__Written problem__: Format the records below as a numbered list, leaving out any blank lines.

__Dataset excerpt__:
+---+

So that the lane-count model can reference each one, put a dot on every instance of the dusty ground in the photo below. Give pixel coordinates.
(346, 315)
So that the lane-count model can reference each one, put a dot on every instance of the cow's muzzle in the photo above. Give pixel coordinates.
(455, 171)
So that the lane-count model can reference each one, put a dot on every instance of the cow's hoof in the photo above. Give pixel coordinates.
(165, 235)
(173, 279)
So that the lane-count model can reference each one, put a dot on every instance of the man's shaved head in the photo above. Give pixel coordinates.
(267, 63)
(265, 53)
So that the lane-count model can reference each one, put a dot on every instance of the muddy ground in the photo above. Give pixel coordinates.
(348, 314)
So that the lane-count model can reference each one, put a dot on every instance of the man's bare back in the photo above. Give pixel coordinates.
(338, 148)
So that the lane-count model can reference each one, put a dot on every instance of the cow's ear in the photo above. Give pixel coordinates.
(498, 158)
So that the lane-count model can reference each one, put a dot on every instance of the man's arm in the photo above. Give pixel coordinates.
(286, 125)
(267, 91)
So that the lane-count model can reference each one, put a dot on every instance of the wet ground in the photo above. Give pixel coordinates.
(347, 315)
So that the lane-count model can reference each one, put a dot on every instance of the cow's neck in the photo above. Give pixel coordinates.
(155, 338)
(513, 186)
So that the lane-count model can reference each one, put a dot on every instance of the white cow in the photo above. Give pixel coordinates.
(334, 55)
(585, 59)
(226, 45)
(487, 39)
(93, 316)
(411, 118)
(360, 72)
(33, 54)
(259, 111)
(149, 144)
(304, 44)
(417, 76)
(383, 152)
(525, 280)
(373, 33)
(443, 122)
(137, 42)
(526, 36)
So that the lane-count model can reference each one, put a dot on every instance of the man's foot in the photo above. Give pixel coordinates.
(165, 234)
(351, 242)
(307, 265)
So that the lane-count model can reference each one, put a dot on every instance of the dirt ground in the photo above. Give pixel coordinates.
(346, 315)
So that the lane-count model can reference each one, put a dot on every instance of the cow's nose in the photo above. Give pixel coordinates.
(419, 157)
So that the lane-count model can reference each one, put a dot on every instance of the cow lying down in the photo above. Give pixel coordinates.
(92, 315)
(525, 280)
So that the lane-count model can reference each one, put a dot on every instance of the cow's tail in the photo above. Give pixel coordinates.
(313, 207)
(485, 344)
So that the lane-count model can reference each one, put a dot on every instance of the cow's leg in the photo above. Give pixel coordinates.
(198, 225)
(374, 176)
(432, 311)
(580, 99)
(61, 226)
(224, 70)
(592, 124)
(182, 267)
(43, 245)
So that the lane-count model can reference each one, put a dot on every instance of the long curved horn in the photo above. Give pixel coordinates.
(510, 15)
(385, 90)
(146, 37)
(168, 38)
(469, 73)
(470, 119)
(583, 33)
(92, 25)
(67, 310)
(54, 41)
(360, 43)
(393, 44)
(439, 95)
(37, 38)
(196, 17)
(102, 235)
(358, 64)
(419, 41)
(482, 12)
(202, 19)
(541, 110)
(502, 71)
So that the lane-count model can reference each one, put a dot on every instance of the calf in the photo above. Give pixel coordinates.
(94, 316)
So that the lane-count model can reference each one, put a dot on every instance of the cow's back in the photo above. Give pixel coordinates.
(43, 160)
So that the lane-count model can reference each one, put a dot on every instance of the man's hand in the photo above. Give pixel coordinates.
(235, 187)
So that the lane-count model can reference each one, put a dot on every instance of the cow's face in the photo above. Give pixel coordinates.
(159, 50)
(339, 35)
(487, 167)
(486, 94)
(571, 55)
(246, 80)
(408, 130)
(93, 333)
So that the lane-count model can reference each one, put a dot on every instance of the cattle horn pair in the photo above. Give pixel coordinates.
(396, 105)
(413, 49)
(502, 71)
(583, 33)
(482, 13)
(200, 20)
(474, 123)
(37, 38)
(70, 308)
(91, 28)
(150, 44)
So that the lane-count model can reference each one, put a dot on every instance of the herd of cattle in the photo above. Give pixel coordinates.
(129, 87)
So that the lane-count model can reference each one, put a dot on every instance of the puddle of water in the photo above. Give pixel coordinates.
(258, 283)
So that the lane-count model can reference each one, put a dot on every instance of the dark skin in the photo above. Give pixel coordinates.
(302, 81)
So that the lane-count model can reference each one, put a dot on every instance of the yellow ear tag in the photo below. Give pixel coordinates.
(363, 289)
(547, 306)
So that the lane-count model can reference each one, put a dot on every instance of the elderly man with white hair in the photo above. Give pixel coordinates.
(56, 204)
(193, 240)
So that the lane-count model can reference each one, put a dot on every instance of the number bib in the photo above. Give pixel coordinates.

+---+

__Complete answer__:
1. So that the lane-count model can reference each one, put a dot on every instance of the dusty ground in the photo below. Give pixel coordinates.
2. (346, 315)
3. So that the lane-count model can reference each one, put a dot on every instance of the cow's muzzle in the photo above. Give pixel coordinates.
4. (455, 171)
5. So that the lane-count model can reference each one, put a dot on every instance of the cow's hoof in the photo above. Give pixel coordinates.
6. (165, 235)
7. (173, 279)
8. So that the lane-count model can reference each one, put a dot on every instance of the man's shaved head in the photo above. Give pixel coordinates.
9. (267, 63)
10. (265, 53)
11. So that the lane-count model can reference each one, put a dot on every instance of the muddy ground in the photo above. Give pixel coordinates.
12. (348, 314)
13. So that the lane-count model can reference each one, put a dot on every instance of the man's bare back in the photo above. Give pixel coordinates.
14. (338, 148)
15. So that the lane-count model can reference each one, put a dot on every instance of the cow's ear in the photo above. Give pixel coordinates.
16. (498, 158)
17. So that the lane-count model can reference each one, put a dot on every instance of the man's arm in the photo above. Give pixel coordinates.
18. (286, 125)
19. (267, 91)
20. So that the lane-count model can reference each one, put a dot on every instance of the wet ground in the photo above. Give pixel coordinates.
21. (347, 315)
22. So that the lane-count model can reference each one, put a dot on every instance of the cow's neck in the photo above. Give pixel coordinates.
23. (155, 338)
24. (513, 186)
25. So that the lane-count model can reference each one, put a dot on every instance of the white cow in the photo above. Give pixel coordinates.
26. (334, 55)
27. (585, 59)
28. (226, 45)
29. (487, 39)
30. (93, 316)
31. (411, 118)
32. (360, 72)
33. (33, 54)
34. (259, 111)
35. (149, 144)
36. (304, 44)
37. (417, 76)
38. (383, 152)
39. (525, 280)
40. (373, 33)
41. (443, 122)
42. (137, 42)
43. (526, 36)
44. So that the lane-count model can reference each one, put a dot on every instance of the man's foot in the photo above. Give pixel coordinates.
45. (165, 234)
46. (351, 242)
47. (307, 265)
48. So that the lane-count model can reference each one, put a dot on every instance of the dirt ground in the photo above. Give pixel coordinates.
49. (346, 315)
50. So that the lane-count model can reference each one, put a dot on every instance of the cow's nose in the photo above. Give pixel coordinates.
51. (419, 157)
52. So that the lane-count model can reference each one, put a dot on every instance of the cow lying down in the photo above. Give pixel coordinates.
53. (92, 315)
54. (525, 280)
55. So that the lane-count model can reference each one, put a dot on every instance of the cow's tail in the photo above. Give pixel coordinates.
56. (313, 207)
57. (485, 344)
58. So that the lane-count model can reference each one, put a dot on every instance of the cow's leg in the photo above. Give pixel coordinates.
59. (198, 225)
60. (374, 176)
61. (432, 311)
62. (580, 99)
63. (61, 226)
64. (224, 70)
65. (592, 124)
66. (182, 267)
67. (43, 245)
68. So that the lane-count model can reference each one, put a dot on every instance of the long curved horn in the photo above. Give pixel coordinates.
69. (510, 15)
70. (385, 90)
71. (146, 37)
72. (168, 38)
73. (469, 73)
74. (470, 119)
75. (583, 33)
76. (92, 25)
77. (67, 310)
78. (54, 41)
79. (360, 43)
80. (393, 44)
81. (439, 95)
82. (37, 38)
83. (196, 17)
84. (102, 235)
85. (358, 64)
86. (419, 41)
87. (482, 12)
88. (202, 19)
89. (541, 110)
90. (502, 71)
91. So that the lane-count model can reference each one, put a dot on every instance of the calf in the photo above. Give pixel coordinates.
92. (94, 316)
93. So that the lane-count model can reference each one, put a dot on every instance of the cow's back in the photo above. Give pixel coordinates.
94. (43, 160)
95. So that the lane-count model can reference each one, put a dot on every instance of the man's hand in the photo above. Give pixel coordinates.
96. (235, 187)
97. So that the lane-count model can reference each one, put a dot on every instance of the cow's face in the photo above. Give pixel coordinates.
98. (159, 50)
99. (339, 35)
100. (487, 167)
101. (486, 94)
102. (571, 55)
103. (246, 80)
104. (408, 130)
105. (93, 333)
106. So that the lane-count model can reference each one, put a dot on every instance of the cattle horn pair in the photo above. Give pixel coordinates.
107. (396, 105)
108. (413, 49)
109. (502, 71)
110. (583, 33)
111. (482, 13)
112. (200, 20)
113. (474, 123)
114. (37, 38)
115. (70, 308)
116. (91, 28)
117. (150, 44)
118. So that the lane-count model can reference each one, put a dot on every instance of the herd of cattle in the photo above. Give pixel coordinates.
119. (129, 87)
120. So that the lane-count model can reference each one, put a dot on every instance of the puddle of water in the photo above. Give pixel coordinates.
121. (258, 283)
122. So that the lane-count model can reference each one, put a dot on every instance of the dark skin in the photo above. Give pixel coordinates.
123. (302, 81)
124. So that the lane-count model can reference each one, put a dot on every instance of the yellow ear tag in the photo below. Give pixel coordinates.
125. (363, 289)
126. (547, 306)
127. So that the lane-count model can reference each one, put a dot on every instance of the elderly man with white hair in the photo above. Give pixel coordinates.
128. (56, 204)
129. (193, 240)
130. So that the lane-count model can reference each one, put a dot on every instance of the number bib in the photo above. Give pixel coordinates.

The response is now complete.